_本文抜粋:_
この記事では、土砂災害特別警戒区域(いわゆるレッドゾーン内において、建築物を建築する方法特別警戒区域内での構造制限(施行令第80条の3)を解説しています。

基本的に特別警戒区域(レッドゾーン)と警戒区域(イエローゾーン)の両方ともに命の危険性が高いので住宅建築自体は望ましくはないですが、決して建築してはならないエリアではないです。

一定の構造のルールに対応すれば建築可能です。

こんにちは!やまけんといいます。

建築や都市計画、不動産に関して普段の業務に役立つ豆知識を発信しているブロガーです。この記事を読むことで、いわゆるレッドゾーンでの建築に係る制限などを理解できるようになると思います。

そもそも論の特別警戒区域と警戒区域の解説についてはこちらの記事が参考になります。




特別警戒区域内で建築する方法は?

土砂災害特別警戒区域(レッドゾーン)で建築する方法は2とおりあります。

☑️1つ目は建築物の敷地がある程度広ければ可能な方法です。土地利用上の制約はありますが、この方法が最も簡単です。

とはいえ、レッドゾーンが一部でもかかっている敷地は警戒区域(イエローゾーン)内であることが多いため、大雨時にはいつでも避難できるように準備しておく必要があります。

☑️2つ目は、特別警戒区域内で建築する方法ですが、大幅な建築コスト増となります。

建て替え・再建築に関してはこちらの記事にまとめています。

1つ目は、土砂災害特別警戒区域内に建築物を配置しないこと。

よく勘違いしてしまう方もいますが、法律では、建築物の敷地ではなく、建築物に制限がかかります。つまり、建築物の敷地に土砂災害特別警戒区域が入っていたとしても、建築物にそのラインがかからなければOKということです。

建築物には、軒先や樋も含まれますので配置計画には気をつける必要があります。

土砂災害特別警戒区域に近接して建築する方法

2つ目は、建築基準法施行令第80条の3に基づき、土石が落下しても建築物が土石に耐えるうる国造外壁や待ち受け擁壁を設置する方法です。

この記事では、こちらの土砂災害特別警戒区域(レッドゾーン)内での構造方法に特化して解説しています。

_指示:_ 上の土砂災害特別警戒区域についての記事から、「1つ目は、土砂災害特別警戒区域内に建築物を配置しないこと。」で始まり「受け擁壁を設置する方法です。」まで続く部分を、一字も変えずに出力してもらえますか。

_データ欄:_

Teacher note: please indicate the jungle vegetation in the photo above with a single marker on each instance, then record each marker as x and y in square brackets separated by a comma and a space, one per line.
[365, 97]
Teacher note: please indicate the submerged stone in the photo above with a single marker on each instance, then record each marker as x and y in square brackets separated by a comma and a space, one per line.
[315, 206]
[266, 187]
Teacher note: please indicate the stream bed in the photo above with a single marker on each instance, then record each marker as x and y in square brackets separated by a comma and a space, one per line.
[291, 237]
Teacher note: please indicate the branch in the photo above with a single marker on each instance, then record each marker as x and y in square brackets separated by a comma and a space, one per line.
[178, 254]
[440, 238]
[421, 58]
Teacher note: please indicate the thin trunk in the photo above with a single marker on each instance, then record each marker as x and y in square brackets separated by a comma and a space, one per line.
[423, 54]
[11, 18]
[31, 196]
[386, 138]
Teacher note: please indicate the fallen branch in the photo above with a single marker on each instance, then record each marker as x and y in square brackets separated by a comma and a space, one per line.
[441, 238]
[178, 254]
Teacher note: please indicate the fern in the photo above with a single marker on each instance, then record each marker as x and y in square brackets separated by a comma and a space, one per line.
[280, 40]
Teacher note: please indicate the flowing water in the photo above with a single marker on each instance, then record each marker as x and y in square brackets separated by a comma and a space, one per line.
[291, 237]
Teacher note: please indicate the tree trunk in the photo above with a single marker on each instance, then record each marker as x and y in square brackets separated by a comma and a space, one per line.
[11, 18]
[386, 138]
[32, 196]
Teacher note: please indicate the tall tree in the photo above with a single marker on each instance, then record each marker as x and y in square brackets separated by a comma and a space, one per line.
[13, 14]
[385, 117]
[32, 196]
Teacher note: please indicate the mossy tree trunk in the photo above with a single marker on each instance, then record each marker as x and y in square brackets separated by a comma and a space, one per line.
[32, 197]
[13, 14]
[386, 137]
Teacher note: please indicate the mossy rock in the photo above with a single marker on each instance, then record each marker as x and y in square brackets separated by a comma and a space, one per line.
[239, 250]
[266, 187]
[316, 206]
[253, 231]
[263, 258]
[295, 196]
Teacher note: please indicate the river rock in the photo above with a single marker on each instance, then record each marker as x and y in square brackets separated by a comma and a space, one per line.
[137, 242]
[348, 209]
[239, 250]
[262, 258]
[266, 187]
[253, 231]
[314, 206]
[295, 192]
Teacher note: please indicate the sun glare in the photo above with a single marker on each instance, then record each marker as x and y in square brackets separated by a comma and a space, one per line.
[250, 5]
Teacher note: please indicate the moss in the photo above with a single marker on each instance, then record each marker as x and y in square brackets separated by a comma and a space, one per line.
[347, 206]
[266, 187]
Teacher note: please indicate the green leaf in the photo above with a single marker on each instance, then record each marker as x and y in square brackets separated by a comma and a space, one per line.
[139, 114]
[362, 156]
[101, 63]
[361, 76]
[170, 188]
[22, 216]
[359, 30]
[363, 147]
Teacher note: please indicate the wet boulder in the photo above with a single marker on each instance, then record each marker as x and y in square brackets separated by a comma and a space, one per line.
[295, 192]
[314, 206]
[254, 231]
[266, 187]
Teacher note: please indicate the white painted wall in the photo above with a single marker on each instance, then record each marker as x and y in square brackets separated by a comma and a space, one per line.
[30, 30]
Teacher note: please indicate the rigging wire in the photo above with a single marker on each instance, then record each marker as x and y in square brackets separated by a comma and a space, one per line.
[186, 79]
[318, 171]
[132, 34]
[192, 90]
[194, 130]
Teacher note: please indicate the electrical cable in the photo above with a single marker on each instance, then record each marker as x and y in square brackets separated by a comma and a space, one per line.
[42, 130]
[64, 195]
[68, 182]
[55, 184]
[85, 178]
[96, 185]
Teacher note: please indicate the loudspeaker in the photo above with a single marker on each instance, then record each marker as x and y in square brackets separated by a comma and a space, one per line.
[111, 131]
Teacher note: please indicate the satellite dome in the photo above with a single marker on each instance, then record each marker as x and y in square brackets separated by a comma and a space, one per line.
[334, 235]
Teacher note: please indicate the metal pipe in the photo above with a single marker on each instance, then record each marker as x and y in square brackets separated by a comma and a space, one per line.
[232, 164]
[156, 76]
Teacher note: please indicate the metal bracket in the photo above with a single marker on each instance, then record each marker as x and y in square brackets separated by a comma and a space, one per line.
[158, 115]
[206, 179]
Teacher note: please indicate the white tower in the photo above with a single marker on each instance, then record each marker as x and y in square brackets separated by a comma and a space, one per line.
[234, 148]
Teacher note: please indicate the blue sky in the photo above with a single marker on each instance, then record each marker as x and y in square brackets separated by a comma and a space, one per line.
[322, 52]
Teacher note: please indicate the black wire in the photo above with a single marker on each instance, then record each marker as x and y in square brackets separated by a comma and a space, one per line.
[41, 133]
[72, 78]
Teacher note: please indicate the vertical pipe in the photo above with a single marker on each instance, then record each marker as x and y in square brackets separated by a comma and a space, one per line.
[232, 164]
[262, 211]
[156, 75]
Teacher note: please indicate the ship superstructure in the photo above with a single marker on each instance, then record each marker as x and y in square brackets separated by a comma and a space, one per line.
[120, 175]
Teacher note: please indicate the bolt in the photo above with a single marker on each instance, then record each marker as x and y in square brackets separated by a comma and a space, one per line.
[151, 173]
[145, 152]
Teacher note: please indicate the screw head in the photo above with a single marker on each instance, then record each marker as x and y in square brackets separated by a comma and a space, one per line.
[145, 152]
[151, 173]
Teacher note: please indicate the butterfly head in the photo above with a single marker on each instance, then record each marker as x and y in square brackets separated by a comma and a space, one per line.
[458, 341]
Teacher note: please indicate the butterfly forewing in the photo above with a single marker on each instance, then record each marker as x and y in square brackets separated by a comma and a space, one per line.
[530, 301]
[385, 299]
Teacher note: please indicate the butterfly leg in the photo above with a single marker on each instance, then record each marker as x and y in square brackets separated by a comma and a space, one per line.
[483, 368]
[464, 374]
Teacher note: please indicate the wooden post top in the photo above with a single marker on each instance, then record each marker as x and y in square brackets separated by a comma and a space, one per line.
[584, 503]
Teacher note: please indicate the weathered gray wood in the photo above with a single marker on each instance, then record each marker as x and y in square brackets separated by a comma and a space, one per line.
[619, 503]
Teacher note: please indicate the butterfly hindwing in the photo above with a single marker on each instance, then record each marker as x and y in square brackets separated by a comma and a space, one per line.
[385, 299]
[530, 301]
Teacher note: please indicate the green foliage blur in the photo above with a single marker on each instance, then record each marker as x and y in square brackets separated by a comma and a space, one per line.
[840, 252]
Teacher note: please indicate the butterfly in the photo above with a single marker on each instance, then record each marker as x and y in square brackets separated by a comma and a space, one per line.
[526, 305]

_作業結果:_
1つ目は、土砂災害特別警戒区域内に建築物を配置しないこと。

よく勘違いしてしまう方もいますが、法律では、建築物の敷地ではなく、建築物に制限がかかります。つまり、建築物の敷地に土砂災害特別警戒区域が入っていたとしても、建築物にそのラインがかからなければOKということです。

建築物には、軒先や樋も含まれますので配置計画には気をつける必要があります。

土砂災害特別警戒区域に近接して建築する方法

2つ目は、建築基準法施行令第80条の3に基づき、土石が落下しても建築物が土石に耐えるうる国造外壁や待ち受け擁壁を設置する方法です。